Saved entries
========================================================================

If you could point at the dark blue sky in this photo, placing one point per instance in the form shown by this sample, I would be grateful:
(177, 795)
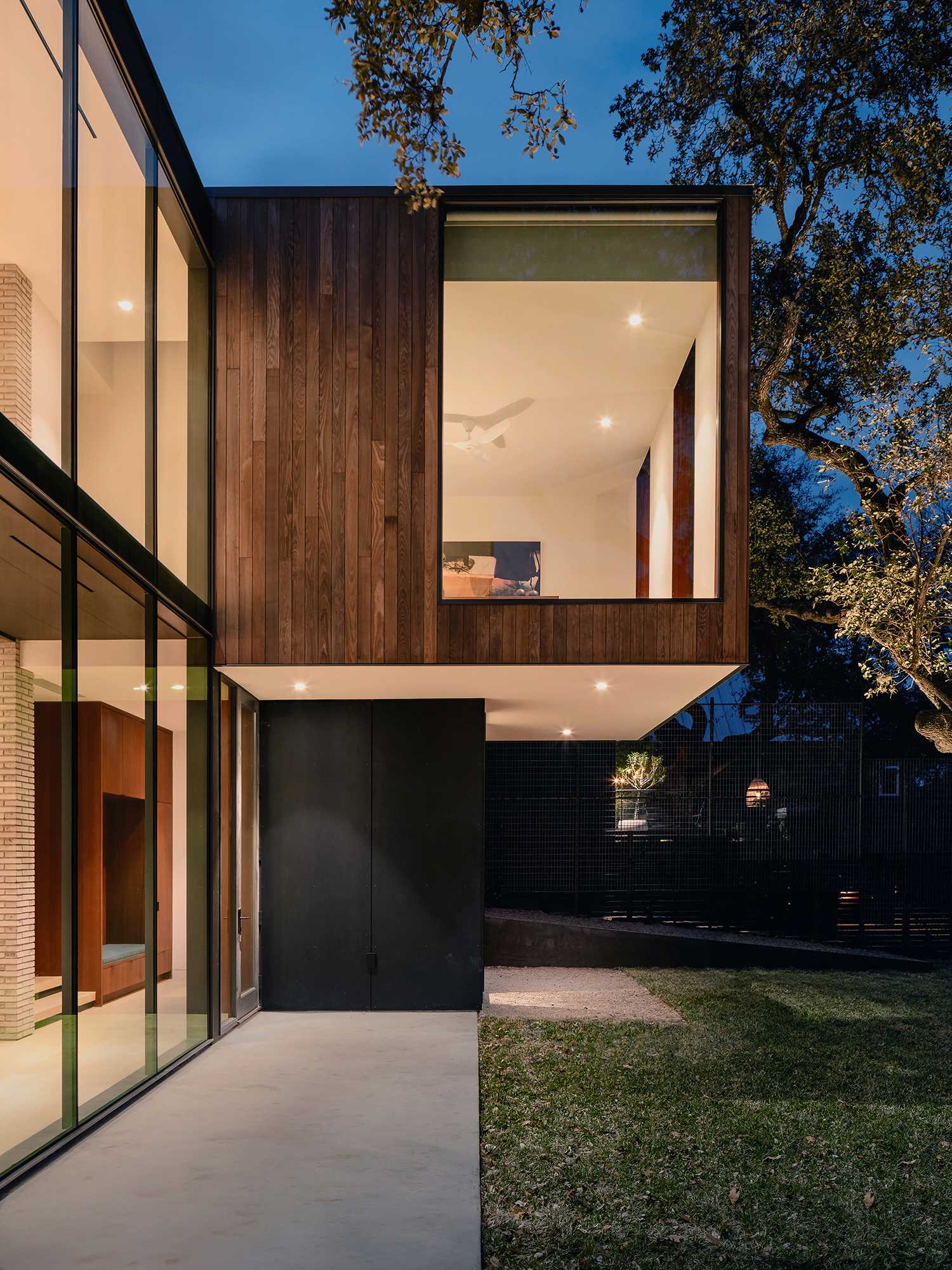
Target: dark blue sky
(257, 90)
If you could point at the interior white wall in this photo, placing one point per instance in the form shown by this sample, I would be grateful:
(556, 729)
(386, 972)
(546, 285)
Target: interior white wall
(111, 434)
(587, 540)
(706, 473)
(48, 377)
(172, 441)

========================================================================

-- Directions for this task --
Please repeat the entries above exactly, leaving out any pictures.

-- Answer section --
If you could point at the dark blue sky in this photo, placing one point per instance in the form shown by this sample, I would be grateful:
(177, 795)
Target: dark blue sky
(257, 90)
If you could point at the interior white wall in this photo, placing one point per instance in the form shown by this sample, I would be grateful:
(556, 729)
(386, 972)
(546, 285)
Target: interior white wall
(111, 434)
(587, 540)
(706, 473)
(48, 377)
(172, 441)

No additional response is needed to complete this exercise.